• _Der Ausgangstext_:
- - -

Prüfungsthemen: Zivilrecht
Vorpunkte der Kandidaten
Kandidat | 1 | 2 | 3 |
Vorpunkte | 7,18 | 9 | 6 |
Aktenvortrag | 8 | 8 | 10 |
Prüfungsgespräch | 13 | 12,66 | 12 |
Endnote | 9,01 | 10 | 8 |
Endnote (1. Examen) | 9,28 |
Zur Sache:
Prüfungsthemen: Unterlassens-, Schadensersatz- und Auskunftsansprüche des Arbeitgebers gegenüber einer (fristlos gekündigten) Arbeitnehmerin, die gegen § 5 BDSG verstoßen hat
Paragraphen: §823 BGB, §1004 BGB, §280 BGB, §260 BGB
Prüfungsgespräch: Frage-Antwort, hält Reihenfolge ein, Intensivbefragung Einzelner
Prüfungsgespräch:
Der Prüfer teilte einen Fall aus: Der Mandant ist Inhaber eines Unternehmens. Dort beschäftigte er u.a. eine Angestellte, gegen die er nun vorgehen möchte. Die Angestellte hat vor Beschäftigungsbeginn einen Arbeitsvertrag unterzeichnet, in welchem auch eine Verschwiegenheitsklausel verankert war. Nichtsdestotrotz begann die Angestellte schon während des laufenden Arbeitsverhältnisses ein Konkurrenzunternehmen zu etablieren. Im Zuge dessen, speicherte sie Daten von Kunden des Mandanten auf einem USB-Stick, nahm die Daten mit nach Hause und nutzte die Daten für Ihr eigenes Unternehmen (u.a. um die Kunden abzuwerben). Der Mandant kündigte daraufhin der Angestellten fristlos. Diese tätigte jedoch weiterhin Geschäfte mit den Kunden des Mandanten.
Nun gingen wir der Reihe nach vor. Kandidatin 1 (K1) sollte beantworten, welche Ansprüche in Betracht kommen, woraufhin diese Unterlassungsansprüche, insbesondere 1004 BGB nannte. K1 führte weiterhin aus, dass eine einstweilige Verfügung in Betracht käme. Der Prüfer wollte aber zunächst mehr auf die materiell-rechtliche Seite hinaus.

- - -

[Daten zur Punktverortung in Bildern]

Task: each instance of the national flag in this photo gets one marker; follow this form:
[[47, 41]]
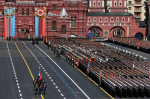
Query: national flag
[[39, 71], [40, 78]]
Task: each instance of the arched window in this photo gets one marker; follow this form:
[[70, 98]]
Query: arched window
[[73, 21], [27, 12], [63, 29], [22, 11], [54, 27]]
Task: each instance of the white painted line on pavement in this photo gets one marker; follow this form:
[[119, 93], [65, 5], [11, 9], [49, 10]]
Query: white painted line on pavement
[[64, 72], [13, 67], [43, 68]]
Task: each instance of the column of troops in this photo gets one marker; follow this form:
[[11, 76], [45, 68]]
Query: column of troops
[[120, 73]]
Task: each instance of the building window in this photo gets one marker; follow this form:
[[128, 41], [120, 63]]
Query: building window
[[54, 7], [112, 19], [89, 19], [137, 1], [47, 12], [27, 12], [117, 19], [54, 27], [106, 19], [120, 3], [123, 19], [63, 29], [100, 19], [94, 3], [22, 11], [99, 3], [137, 14], [115, 3], [129, 8], [94, 19], [73, 22]]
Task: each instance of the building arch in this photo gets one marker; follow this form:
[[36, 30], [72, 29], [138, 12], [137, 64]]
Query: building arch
[[117, 31], [54, 25], [139, 35], [63, 29], [96, 31], [27, 13]]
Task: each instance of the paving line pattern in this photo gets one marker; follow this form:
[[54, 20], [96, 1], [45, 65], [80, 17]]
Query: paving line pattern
[[14, 71]]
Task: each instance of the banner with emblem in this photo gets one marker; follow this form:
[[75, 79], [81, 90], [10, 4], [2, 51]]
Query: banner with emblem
[[9, 22], [40, 21]]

- - -

• _Die Aufgabenstellung_:
A – Gib den Absatz aus dem Text zur Zivilrechtsprüfung, der mit „Der Prüfer teilte einen Fall aus“ beginnt, als kurze Stichpunktliste wieder, ohne wesentliche Fakten wegzulassen.
B – Schreibe aus dem Text zur Zivilrechtsprüfung wortgetreu den Abschnitt ab, der bei den Worten „Nun gingen wir“ einsetzt und mit „materiell-rechtliche Seite hinaus.“ schließt.

• _Die Antworten_:
A –
- Der Prüfer gab einen Fall aus: Der Mandant ist Inhaber eines Unternehmens und möchte gegen eine dort beschäftigte Angestellte vorgehen.
- Ihr vor Beschäftigungsbeginn unterzeichneter Arbeitsvertrag enthielt eine Verschwiegenheitsklausel.
- Trotzdem baute sie schon während des laufenden Arbeitsverhältnisses ein Konkurrenzunternehmen auf.
- Dabei speicherte sie Kundendaten des Mandanten auf einem USB-Stick, nahm sie mit nach Hause und nutzte sie für ihr eigenes Unternehmen, u.a. zum Abwerben der Kunden.
- Der Mandant kündigte ihr daraufhin fristlos.
- Sie machte jedoch weiterhin Geschäfte mit seinen Kunden.

B –
Nun gingen wir der Reihe nach vor. Kandidatin 1 (K1) sollte beantworten, welche Ansprüche in Betracht kommen, woraufhin diese Unterlassungsansprüche, insbesondere 1004 BGB nannte. K1 führte weiterhin aus, dass eine einstweilige Verfügung in Betracht käme. Der Prüfer wollte aber zunächst mehr auf die materiell-rechtliche Seite hinaus.